Thanks for reading, sorry it's a bit long, think I have too much time on my hands here at work! x
*first published on ciao 18.01.07
Bit bored today, fancy a bit of a no-brainer after all my stories of Egypt (which dooyoo still haven't added yet)! So I thought I would take a bit of a break & do my top 10 songs ever, also I find it quite interesting to see who listens to what, it gives you quite an insight into what people are like!
Headings are arranged Artist, Track Title, Album so here goes, in no particular order:
~Terry Callier - Blues For Marcus - First Light (Chicago 1969-71)~
Who is Terry Callier?
Terry Callier is a childhood friend of Curtis Mayfield, he first started work in 1960's but disappeared into obscurity in the early 80's when he took on a job at the University of Chicago where he worked as a computer programmer. In the early 90's Giles Petterson "rediscovered" ol' Tezza and bought him to the UK, arguably one of the main founders of the acid jazz movement.
Last year I was privileged enough to see him perform live at the Jazz Cafe, unfortunately he did not perform this track.
What's so great about this track?
There are two versions of this track available, the one that most people will have heard is on his Occasional Rain album (June 1998) which is the studio version. My favourite version is the one on the First Light (Chicago 1969-1971). It is the original 8 track recording, and if you listen really carefully, you can hear a baby crying in the background and then someone's wife shouting up the stairs to come and see to the baby!
The track that you get on this album is beautiful, it is Terry singing in his deep soulful voice, only accompanied by a single guitar finger picking. The original version of this song is really sad & slow.
I need to leave you in the morning, good lovin'
Tryin' to straighten out my mind
Got my bag & my tickets baby
I'm movin' down the line
So basically, things seem to be going wrong and he needs to leave his lover and sort himself out and have a think, I think we have all been in this situation before. The song feels like the end of a massive row - you know the kind where you have been up all night and are just shattered, and reluctantly you do what's got to be done. Half way through the song, he sees his love again:
I passed you on the street last night
You didn't even know my name
Where you stoned girl?
..............................
Given request 1:
Answer these questions about the song review:
(a) Where did Terry Callier take a job as a computer programmer?
(b) Which album has the studio version of "Blues For Marcus"?
(c) At what venue did the writer see him perform live?
Given request 2:
Change "computer programmer" to "software developer" in the song review, and give back the passage from "Terry Callier is" up to and including "about this track?" with that change.
Given request 3:
Write what comes next in the review of the song "Blues For Marcus," picking up after its last line.

Records of labeled points:
..............................
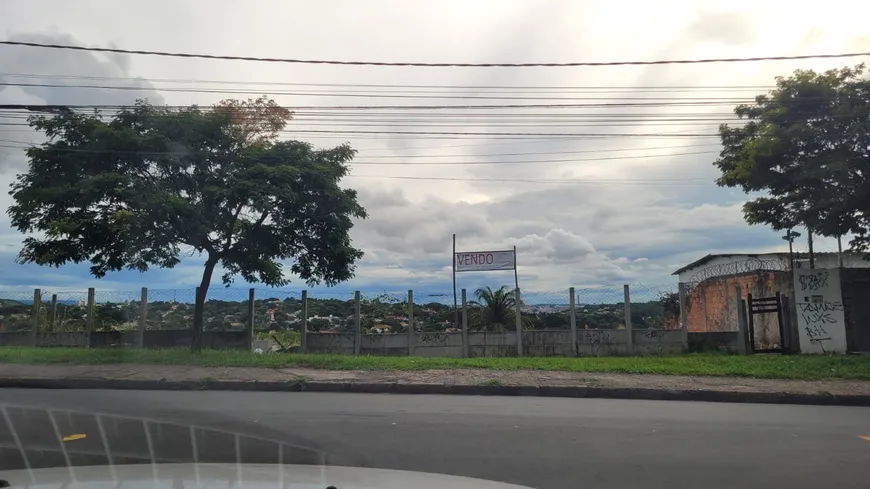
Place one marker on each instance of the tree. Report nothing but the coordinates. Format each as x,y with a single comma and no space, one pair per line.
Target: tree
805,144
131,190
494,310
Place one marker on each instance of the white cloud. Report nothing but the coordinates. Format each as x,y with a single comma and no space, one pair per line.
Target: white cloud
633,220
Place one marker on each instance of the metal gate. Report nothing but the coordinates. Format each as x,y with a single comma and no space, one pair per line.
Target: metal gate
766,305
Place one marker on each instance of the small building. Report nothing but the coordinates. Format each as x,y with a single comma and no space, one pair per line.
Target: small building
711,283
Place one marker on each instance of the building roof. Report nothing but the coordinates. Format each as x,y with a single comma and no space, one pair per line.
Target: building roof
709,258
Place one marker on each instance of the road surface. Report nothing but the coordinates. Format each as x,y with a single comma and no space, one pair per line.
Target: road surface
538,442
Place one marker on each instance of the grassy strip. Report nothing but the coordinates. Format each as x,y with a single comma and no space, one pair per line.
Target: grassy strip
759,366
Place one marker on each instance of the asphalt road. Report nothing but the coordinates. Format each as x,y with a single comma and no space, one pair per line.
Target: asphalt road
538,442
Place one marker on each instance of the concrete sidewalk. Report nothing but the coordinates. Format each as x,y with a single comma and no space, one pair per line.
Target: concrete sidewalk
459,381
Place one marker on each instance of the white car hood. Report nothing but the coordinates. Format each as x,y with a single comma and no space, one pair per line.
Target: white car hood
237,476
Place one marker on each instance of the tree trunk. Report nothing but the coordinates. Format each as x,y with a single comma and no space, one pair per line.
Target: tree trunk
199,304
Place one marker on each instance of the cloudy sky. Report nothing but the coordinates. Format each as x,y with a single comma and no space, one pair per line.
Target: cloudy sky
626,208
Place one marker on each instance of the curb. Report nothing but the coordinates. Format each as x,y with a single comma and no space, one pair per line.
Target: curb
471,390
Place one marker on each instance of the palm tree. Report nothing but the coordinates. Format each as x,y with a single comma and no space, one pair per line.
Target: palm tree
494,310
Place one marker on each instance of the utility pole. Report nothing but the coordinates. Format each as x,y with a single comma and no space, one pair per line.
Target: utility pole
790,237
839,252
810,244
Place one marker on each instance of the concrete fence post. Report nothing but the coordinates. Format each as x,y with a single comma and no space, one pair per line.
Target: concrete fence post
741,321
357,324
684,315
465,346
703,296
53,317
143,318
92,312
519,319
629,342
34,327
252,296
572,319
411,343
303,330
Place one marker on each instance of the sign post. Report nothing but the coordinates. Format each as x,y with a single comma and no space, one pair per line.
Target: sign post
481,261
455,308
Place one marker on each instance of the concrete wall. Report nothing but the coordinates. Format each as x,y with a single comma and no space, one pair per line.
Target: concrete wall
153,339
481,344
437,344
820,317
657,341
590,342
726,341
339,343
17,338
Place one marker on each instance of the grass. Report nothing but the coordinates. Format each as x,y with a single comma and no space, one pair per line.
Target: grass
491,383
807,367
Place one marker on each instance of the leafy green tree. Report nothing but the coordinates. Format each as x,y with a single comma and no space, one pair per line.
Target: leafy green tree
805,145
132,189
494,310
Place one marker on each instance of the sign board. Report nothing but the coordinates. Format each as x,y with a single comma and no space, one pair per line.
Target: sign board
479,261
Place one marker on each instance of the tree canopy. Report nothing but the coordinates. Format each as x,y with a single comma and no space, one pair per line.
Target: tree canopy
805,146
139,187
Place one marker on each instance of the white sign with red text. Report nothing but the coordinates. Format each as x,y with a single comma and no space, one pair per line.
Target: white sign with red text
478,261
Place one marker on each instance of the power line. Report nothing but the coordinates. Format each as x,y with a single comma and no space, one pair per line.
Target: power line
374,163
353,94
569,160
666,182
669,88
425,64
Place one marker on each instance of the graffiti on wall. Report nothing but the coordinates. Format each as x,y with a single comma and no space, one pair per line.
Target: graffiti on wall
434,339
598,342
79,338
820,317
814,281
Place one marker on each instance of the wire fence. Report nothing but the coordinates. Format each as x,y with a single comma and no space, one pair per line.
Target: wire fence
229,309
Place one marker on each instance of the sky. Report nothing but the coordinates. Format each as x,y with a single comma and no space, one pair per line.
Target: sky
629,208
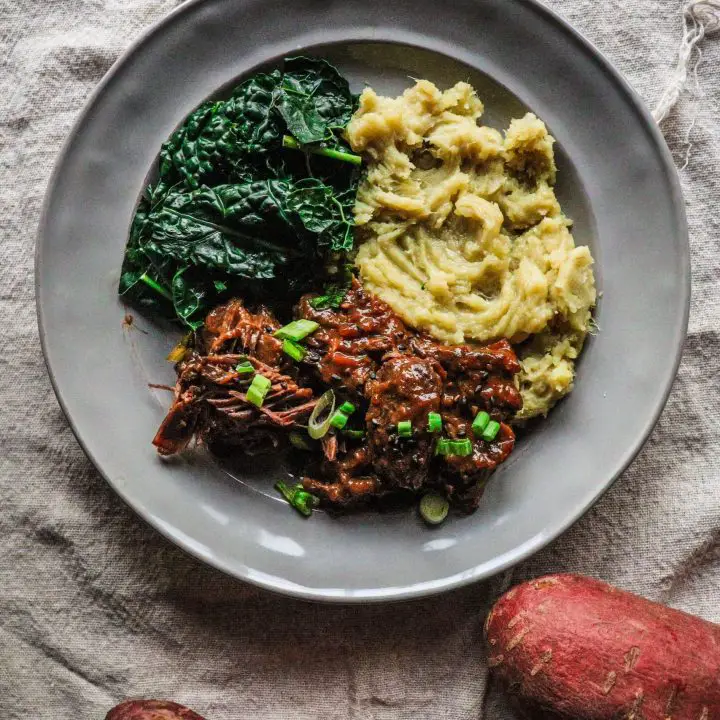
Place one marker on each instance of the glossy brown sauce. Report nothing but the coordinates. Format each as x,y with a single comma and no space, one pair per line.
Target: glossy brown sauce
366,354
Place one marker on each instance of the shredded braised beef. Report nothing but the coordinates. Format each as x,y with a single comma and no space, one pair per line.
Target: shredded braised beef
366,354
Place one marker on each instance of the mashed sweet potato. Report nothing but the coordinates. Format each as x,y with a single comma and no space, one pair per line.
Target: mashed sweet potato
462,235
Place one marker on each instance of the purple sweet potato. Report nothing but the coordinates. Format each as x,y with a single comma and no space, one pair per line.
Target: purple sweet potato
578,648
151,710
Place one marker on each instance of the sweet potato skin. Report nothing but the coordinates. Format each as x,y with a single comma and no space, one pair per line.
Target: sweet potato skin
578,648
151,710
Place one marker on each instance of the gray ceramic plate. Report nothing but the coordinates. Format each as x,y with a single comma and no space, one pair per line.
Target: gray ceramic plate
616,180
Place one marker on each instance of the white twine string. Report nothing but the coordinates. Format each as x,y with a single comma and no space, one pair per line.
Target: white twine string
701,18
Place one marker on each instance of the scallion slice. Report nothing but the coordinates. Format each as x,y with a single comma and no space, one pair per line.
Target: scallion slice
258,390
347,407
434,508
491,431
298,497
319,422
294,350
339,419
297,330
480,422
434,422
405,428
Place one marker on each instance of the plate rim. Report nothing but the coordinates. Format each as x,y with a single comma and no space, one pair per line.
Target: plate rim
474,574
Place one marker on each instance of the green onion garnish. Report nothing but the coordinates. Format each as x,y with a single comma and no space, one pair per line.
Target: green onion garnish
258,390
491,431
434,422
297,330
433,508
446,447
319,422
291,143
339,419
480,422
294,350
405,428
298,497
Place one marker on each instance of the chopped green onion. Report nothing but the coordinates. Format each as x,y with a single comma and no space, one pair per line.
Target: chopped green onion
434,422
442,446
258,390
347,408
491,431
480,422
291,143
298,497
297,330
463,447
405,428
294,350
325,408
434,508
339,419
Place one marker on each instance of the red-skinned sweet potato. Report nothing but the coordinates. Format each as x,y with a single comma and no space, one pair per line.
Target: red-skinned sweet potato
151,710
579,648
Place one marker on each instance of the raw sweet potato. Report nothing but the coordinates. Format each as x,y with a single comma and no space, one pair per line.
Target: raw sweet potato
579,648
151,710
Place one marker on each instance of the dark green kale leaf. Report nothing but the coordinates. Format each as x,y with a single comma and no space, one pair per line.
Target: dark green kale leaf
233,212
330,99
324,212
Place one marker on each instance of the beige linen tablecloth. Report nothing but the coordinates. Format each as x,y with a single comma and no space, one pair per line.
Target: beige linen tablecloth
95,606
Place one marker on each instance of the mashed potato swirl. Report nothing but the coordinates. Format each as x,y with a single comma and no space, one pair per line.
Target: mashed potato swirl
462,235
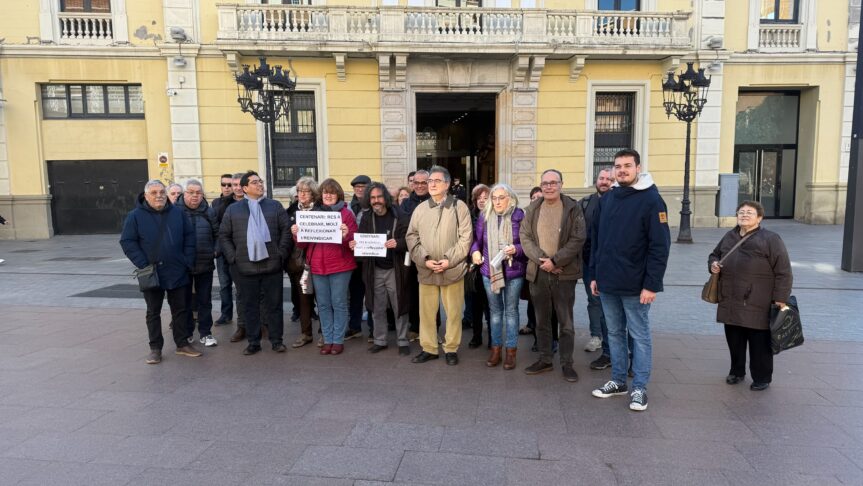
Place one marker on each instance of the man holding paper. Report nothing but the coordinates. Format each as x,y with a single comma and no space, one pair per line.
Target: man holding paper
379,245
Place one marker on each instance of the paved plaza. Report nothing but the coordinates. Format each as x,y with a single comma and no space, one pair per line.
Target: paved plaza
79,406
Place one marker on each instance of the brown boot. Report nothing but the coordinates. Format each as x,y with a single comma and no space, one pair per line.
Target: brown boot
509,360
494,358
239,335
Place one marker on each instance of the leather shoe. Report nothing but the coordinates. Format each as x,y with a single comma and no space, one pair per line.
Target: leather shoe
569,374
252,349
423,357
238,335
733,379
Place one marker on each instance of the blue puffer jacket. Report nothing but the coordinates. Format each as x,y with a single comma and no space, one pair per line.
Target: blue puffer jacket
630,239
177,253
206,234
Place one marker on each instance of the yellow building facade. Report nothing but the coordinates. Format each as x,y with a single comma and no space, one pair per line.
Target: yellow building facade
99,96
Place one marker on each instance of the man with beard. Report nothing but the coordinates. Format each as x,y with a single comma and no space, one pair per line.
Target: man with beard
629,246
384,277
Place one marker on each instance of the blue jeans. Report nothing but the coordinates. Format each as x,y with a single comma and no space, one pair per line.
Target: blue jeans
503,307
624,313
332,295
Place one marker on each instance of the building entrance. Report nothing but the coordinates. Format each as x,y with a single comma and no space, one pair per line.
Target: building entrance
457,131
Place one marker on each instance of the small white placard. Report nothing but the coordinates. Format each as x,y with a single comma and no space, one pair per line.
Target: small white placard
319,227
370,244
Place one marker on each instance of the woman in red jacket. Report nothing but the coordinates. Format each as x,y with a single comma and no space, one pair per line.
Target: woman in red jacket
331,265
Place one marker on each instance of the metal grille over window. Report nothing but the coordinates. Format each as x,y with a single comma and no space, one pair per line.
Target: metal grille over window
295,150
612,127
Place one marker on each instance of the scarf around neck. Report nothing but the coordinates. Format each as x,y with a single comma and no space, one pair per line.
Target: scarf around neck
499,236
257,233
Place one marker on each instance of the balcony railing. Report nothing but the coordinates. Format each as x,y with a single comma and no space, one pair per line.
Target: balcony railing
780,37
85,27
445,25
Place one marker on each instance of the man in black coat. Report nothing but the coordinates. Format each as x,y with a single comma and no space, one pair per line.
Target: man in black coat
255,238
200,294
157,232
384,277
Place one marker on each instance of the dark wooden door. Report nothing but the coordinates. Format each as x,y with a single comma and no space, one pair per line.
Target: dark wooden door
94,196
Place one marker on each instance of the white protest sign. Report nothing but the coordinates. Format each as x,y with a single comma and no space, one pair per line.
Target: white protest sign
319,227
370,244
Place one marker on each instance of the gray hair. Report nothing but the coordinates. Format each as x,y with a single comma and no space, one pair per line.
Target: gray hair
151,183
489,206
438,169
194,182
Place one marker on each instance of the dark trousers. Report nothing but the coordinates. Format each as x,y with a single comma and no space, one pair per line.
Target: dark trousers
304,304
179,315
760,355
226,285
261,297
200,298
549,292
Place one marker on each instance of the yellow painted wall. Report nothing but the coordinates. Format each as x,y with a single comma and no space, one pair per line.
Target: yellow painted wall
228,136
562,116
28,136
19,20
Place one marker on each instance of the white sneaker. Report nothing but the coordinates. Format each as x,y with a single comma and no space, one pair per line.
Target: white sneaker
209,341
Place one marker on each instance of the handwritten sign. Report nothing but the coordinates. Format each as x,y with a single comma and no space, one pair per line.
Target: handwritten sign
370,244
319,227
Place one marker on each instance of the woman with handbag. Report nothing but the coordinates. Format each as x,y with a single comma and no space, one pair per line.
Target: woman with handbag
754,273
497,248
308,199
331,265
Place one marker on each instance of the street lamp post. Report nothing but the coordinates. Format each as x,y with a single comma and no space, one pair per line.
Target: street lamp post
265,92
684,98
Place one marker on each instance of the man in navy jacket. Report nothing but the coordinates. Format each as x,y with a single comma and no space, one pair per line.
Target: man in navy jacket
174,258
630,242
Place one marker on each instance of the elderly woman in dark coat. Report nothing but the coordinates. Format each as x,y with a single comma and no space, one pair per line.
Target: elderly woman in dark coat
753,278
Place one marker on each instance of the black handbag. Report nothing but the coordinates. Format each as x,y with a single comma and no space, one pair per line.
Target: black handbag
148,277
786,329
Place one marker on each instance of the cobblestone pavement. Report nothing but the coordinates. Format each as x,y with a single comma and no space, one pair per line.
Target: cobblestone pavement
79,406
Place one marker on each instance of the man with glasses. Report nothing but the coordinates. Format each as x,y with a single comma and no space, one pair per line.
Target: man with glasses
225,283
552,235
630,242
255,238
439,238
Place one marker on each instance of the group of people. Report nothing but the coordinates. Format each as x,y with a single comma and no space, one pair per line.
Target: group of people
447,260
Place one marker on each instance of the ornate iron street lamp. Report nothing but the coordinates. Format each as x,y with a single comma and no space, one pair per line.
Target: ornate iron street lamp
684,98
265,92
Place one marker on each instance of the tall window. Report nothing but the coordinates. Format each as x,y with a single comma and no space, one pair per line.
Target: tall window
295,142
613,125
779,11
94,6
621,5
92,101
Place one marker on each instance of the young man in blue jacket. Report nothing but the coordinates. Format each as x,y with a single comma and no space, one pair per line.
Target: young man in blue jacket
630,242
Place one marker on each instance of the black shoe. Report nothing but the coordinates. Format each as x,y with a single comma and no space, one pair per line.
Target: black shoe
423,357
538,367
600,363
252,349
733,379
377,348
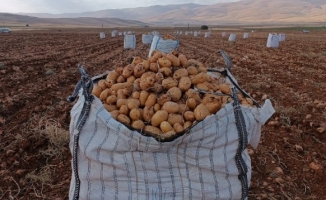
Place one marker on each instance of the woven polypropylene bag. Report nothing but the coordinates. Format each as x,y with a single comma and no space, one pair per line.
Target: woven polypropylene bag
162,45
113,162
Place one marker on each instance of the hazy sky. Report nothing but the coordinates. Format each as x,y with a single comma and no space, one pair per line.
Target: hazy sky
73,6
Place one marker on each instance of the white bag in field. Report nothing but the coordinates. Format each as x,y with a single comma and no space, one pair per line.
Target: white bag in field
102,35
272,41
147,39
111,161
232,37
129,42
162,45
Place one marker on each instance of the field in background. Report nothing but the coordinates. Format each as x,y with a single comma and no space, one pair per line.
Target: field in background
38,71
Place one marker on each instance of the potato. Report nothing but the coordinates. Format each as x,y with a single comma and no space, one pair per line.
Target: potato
..............................
Task result 1:
(a) At the University of Chicago.
(b) Occasional Rain.
(c) The Jazz Cafe.

Task result 2:
Terry Callier is a childhood friend of Curtis Mayfield, he first started work in 1960's but disappeared into obscurity in the early 80's when he took on a job at the University of Chicago where he worked as a software developer. In the early 90's Giles Petterson "rediscovered" ol' Tezza and bought him to the UK, arguably one of the main founders of the acid jazz movement.
Last year I was privileged enough to see him perform live at the Jazz Cafe, unfortunately he did not perform this track.
What's so great about this track?

Task result 3:
You didn't even know my name
The version that eventually got released in 1999 is not one that I am at all keen on, there are a lot of strings, the original finger picking is still present, but overshadowed by the violins and Terry's voice sounds really studio polished so somewhat loosing the emotion that was there in the original. The released version is also quite fast and in a way quite angry, a sort of "up yours" to the girl that he is leaving, I am not sure who decided to take this track in this direction, but they have really made a huge mistake.
~The Knife - Heartbeats - Deep Cuts (2003)~
Who are the knife?
The Knife are an electronic, Swedish duo, known for their unwillingness to cooperate with the media, often appearing in promotional images wearing "Eyes Wide Shut" style masks.
The Knife are probably, & also, unfortunately most famous for their track Heartbeats, which Jose Gonzalez covered on his album (Veneer 2005), used on that TV ad, you know with all the balls bouncing down the road, think it was for Sony Bravia HD TV....This is a great track in its own right, but the original deserves a hell of a lot more recognition.
What's so great about this track?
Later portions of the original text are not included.